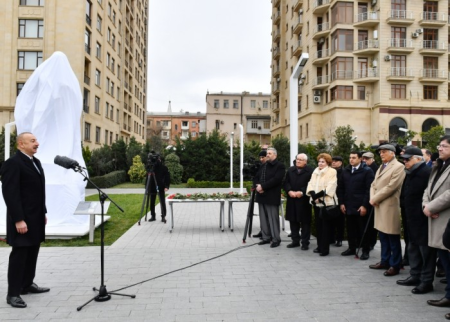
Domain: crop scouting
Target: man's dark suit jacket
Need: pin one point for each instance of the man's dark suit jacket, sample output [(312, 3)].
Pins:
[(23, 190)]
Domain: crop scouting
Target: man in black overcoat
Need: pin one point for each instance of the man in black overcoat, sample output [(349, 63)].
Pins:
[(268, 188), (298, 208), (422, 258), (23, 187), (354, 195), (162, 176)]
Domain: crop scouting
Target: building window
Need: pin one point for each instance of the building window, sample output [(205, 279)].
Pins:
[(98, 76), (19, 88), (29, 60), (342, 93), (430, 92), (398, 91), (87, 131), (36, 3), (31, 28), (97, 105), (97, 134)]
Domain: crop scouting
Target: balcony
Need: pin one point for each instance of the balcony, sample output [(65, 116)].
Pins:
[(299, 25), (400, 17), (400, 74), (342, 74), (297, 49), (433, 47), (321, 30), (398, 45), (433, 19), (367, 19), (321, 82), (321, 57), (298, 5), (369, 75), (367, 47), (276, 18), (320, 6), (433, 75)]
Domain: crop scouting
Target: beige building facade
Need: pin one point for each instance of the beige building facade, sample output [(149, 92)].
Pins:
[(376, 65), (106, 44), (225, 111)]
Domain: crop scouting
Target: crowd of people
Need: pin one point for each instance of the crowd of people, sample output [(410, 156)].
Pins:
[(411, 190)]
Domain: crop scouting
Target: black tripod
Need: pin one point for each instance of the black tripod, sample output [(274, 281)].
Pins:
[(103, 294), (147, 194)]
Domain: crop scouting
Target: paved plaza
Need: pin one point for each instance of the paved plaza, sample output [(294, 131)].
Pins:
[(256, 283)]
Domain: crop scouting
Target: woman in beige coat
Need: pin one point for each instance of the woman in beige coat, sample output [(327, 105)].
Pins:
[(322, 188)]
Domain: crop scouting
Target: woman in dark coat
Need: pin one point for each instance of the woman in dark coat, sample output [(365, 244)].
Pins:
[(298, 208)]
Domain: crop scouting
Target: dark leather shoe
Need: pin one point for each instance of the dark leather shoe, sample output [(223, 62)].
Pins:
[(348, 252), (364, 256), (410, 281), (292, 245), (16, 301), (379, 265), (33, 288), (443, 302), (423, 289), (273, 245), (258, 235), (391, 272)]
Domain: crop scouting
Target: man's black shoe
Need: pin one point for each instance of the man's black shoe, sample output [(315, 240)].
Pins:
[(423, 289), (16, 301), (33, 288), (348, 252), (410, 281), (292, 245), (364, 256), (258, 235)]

* * *

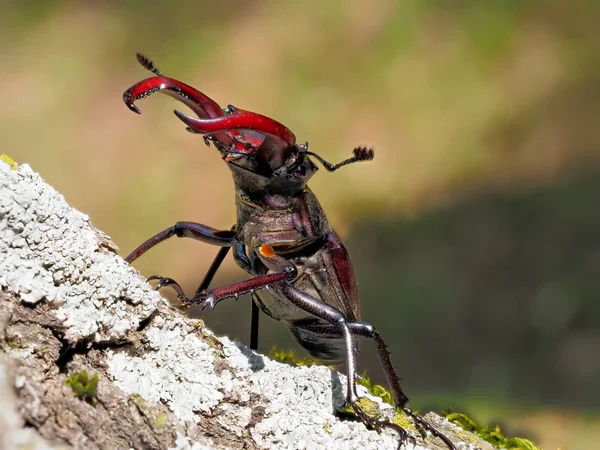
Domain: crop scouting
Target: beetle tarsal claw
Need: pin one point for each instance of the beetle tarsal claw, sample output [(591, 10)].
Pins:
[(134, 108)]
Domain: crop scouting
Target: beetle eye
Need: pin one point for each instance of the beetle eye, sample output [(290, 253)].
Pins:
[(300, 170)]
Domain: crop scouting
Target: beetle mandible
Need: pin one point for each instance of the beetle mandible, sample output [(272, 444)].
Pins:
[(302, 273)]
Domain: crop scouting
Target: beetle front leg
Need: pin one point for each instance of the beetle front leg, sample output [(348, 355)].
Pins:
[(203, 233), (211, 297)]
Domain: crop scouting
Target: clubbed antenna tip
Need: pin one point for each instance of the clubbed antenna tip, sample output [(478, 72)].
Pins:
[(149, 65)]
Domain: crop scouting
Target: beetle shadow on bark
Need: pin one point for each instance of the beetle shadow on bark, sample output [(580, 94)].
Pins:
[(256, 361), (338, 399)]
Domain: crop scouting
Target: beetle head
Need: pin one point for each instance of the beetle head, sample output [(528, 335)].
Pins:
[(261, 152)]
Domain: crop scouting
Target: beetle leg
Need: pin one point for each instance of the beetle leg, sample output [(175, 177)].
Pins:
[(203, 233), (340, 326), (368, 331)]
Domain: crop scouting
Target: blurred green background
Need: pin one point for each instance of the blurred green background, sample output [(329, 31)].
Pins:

◆ EXERCISE DESCRIPTION ◆
Please copy out every line above that contains the word "beige".

◆ FULL ANSWER ◆
Target: beige building facade
Need: pin one point for each instance of the beige building facade, sample output [(149, 92)].
Target: woman in beige coat
Need: pin one point for each instance of the woman in beige coat, sample output [(327, 105)].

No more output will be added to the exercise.